| Short task 1 |
Which RFC specifies BLAKE2b, according to the article on implementing BLAKE2b in Kotlin?

| Excerpted passage |
■ ■ ■ ■ ■ ■ ■

Implementing BLAKE2b in Kotlin: A Cryptographic Hash Function

When I talk about “implementing BLAKE2b in Kotlin”, I don’t mean inventing a new hash function. I mean taking the official BLAKE2b spec and turning it into a clean, testable, production‑grade implementation that behaves exactly like the reference code and matches Cardano’s usage of BLAKE2b‑224/256 for addresses, scripts, and general hashing.1

In this article I stay at the level of algorithm and state design for Kotlin/JVM. I’m not going to drop a screen of code. The goal is that when you do write or review the implementation, you know exactly:

what the internal state looks like on the JVM,
how the compression function is structured,
where endianness and counters usually go wrong,
and how to prove correctness against reference implementations.

Introduction

BLAKE2b is a modern hash function specified in RFC 7693. It’s optimized for 64‑bit CPUs, immune to length‑extension attacks, and widely used as a “sane default” hash in real systems. Cardano uses BLAKE2b for addresses, scripts, verification keys, and general hashing; Polkadot and others use it as well.1

On Cardano you typically see these digest sizes:

- BLAKE2b-224 (hash28) – verification keys, script hashes, addresses
- BLAKE2b-256 (hash32) – general-purpose ledger hashing
- BLAKE2b-512 (hash64) – key derivation and internal uses

All of these are the same BLAKE2b algorithm with a different digest_size parameter.2

From a Kotlin/JVM implementation I want:

predictable behaviour across platforms (JVM now, maybe KMP later),
good throughput on large streams of data (blocks, CBOR blobs),
and enough test coverage that I can safely use it inside Cardano‑facing services.

Prerequisites

You should already be comfortable with the skeleton of a cryptographic hash:

internal state,
compression function,
fixed‑size blocks and streaming updates,
padding and finalisation.

If you’ve implemented SHA‑2 or followed its pseudocode before, BLAKE2b will feel familiar but slightly more flexible.1

On the Kotlin/JVM side, you should:

be happy with ByteArray,
understand little‑endian encoding of 64‑bit words,
and be comfortable with bitwise operations on Long (and possibly ULong if you go multiplatform).

If you only care about the JVM, Long plus careful masking is enough. If you want Kotlin Multiplatform, you’ll want a small “portable core” with unsigned math and minimal dependencies. Existing BLAKE2 libraries in the Kotlin ecosystem are a good reference for how to wrap the algorithm in a multiplatform‑friendly API.3

Theory: BLAKE2b at a Glance

BLAKE2b is a Merkle–Damgård‑style construction with:

a chaining state of 8×64‑bit words,
a compression function built from a “G” round function,
and a parameter block to configure digest length, keying, salting, personalization, and tree hashing.1

Shapes that matter for implementation:

- Block size:        128 bytes  (16 × 64-bit words)

■ ■ ■ ■ ■ ■ ■

Point placement records:
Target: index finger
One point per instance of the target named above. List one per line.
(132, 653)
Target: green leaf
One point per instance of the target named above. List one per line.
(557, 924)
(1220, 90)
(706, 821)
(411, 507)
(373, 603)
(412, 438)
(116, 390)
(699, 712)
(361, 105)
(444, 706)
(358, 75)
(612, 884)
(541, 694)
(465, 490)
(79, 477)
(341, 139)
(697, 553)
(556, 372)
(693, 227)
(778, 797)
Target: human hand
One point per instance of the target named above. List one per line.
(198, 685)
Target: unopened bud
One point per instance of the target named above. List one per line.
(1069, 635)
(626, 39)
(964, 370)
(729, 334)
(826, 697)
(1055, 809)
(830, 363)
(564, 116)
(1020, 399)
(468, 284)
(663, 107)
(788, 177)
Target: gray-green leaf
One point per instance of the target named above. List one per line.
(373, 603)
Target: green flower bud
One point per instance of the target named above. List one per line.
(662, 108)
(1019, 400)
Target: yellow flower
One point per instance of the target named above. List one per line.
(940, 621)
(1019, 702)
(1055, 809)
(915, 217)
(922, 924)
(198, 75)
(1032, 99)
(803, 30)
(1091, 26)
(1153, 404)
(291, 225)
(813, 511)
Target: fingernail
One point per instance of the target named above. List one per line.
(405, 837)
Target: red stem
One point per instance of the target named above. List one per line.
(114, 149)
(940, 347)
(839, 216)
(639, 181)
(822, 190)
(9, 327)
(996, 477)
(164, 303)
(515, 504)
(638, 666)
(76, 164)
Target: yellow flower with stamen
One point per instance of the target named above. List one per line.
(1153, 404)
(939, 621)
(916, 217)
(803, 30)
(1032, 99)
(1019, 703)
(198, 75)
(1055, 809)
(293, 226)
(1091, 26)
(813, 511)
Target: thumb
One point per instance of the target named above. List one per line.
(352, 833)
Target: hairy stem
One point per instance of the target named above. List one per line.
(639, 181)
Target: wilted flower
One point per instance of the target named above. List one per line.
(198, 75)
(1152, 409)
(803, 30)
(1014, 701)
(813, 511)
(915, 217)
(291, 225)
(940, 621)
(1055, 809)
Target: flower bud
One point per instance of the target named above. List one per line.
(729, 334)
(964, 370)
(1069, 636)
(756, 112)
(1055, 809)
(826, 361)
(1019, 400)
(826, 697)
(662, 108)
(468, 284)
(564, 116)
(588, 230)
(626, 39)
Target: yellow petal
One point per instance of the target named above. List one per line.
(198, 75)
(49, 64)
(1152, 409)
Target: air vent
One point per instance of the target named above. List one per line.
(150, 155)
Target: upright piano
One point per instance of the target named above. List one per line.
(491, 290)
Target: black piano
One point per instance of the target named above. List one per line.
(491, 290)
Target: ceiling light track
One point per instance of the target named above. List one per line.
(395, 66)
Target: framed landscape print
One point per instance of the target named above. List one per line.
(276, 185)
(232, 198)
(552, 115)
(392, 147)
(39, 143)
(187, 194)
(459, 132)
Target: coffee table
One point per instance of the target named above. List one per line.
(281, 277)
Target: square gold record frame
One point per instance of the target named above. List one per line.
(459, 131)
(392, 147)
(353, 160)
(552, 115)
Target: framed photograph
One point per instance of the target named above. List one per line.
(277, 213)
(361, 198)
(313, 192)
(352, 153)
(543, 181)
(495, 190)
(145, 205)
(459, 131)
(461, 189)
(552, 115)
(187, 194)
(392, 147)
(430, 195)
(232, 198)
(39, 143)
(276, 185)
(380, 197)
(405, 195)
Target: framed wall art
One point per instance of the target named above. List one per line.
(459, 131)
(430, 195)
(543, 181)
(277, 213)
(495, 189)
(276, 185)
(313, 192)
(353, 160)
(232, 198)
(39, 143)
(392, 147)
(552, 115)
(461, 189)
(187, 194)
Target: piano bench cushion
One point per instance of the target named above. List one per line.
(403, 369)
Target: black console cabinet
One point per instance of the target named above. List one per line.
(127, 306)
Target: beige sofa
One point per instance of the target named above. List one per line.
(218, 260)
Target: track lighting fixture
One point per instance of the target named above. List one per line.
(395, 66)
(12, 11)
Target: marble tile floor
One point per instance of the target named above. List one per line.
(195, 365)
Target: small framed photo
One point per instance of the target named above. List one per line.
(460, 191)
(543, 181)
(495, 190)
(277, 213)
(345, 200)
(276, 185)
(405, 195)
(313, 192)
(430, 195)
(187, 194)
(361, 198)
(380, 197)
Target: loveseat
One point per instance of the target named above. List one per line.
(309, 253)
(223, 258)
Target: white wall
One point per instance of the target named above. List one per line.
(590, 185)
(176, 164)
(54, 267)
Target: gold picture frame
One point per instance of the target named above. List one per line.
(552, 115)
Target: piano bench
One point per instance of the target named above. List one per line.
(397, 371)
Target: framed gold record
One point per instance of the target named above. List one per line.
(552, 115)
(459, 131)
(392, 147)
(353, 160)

■ ■ ■ ■ ■ ■ ■

| Short task 2 |
Copy out the point placement entries, starting with the line that contains "Target: marble tile floor" and going on through the last line of the entries, with both ends included.

| Exercise response 1 |
RFC 7693

| Exercise response 2 |
Target: marble tile floor
One point per instance of the target named above. List one per line.
(195, 365)
Target: small framed photo
One point per instance of the target named above. List one per line.
(460, 191)
(543, 181)
(495, 190)
(277, 213)
(345, 200)
(276, 185)
(405, 195)
(313, 192)
(430, 195)
(187, 194)
(361, 198)
(380, 197)
Target: loveseat
One point per instance of the target named above. List one per line.
(309, 253)
(223, 258)
Target: white wall
One point per instance of the target named above. List one per line.
(590, 185)
(176, 164)
(54, 267)
Target: gold picture frame
One point per instance of the target named above. List one per line.
(552, 115)
Target: piano bench
One point per instance of the target named above. List one per line.
(397, 371)
Target: framed gold record
One point per instance of the target named above. List one per line.
(552, 115)
(459, 131)
(392, 147)
(353, 160)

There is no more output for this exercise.